> _Reading text_
□ □ □ □

I haven’t played DayZ yet, probably because I am not really much of a multiplayer, partly because the immediacy of the demand on me scares me, partly for reasons better explored by The Oatmeal and Yahtzee.

I have however recently played Hitman Contracts, inspired by the disappointed reviewers of the most recent entry in the franchise, Hitman Absolution. Contracts features what might be termed degrees of permadeath: As many saves as you like, limited saves and no saves. In the last option death simply means that you restart the current mission. Always one to do things halfway, I chose the middle option. Give me liberty or give me mission-relative semi-permadeath. For someone used to hitting the quicksave key like an angry caffeine junkie, stresstesting his keyboard, this is a big step.

□ □ □ □

> _Source excerpt_
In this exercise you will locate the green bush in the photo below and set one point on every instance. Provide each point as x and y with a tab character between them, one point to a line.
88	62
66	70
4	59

□ □ □ □

> _Given instruction A_
Revise the gaming passage from "I haven’t played" to "Oatmeal and Yahtzee.", replacing "scares me" with "unnerves me".
> _Given instruction B_
According to the gaming passage, what happens in Hitman Contracts when a player dies under the no-saves option?
Rely solely on the gaming passage and not on the listing.

> _Worked answer A_
I haven’t played DayZ yet, probably because I am not really much of a multiplayer, partly because the immediacy of the demand on me unnerves me, partly for reasons better explored by The Oatmeal and Yahtzee.

> _Worked answer B_
The current mission restarts.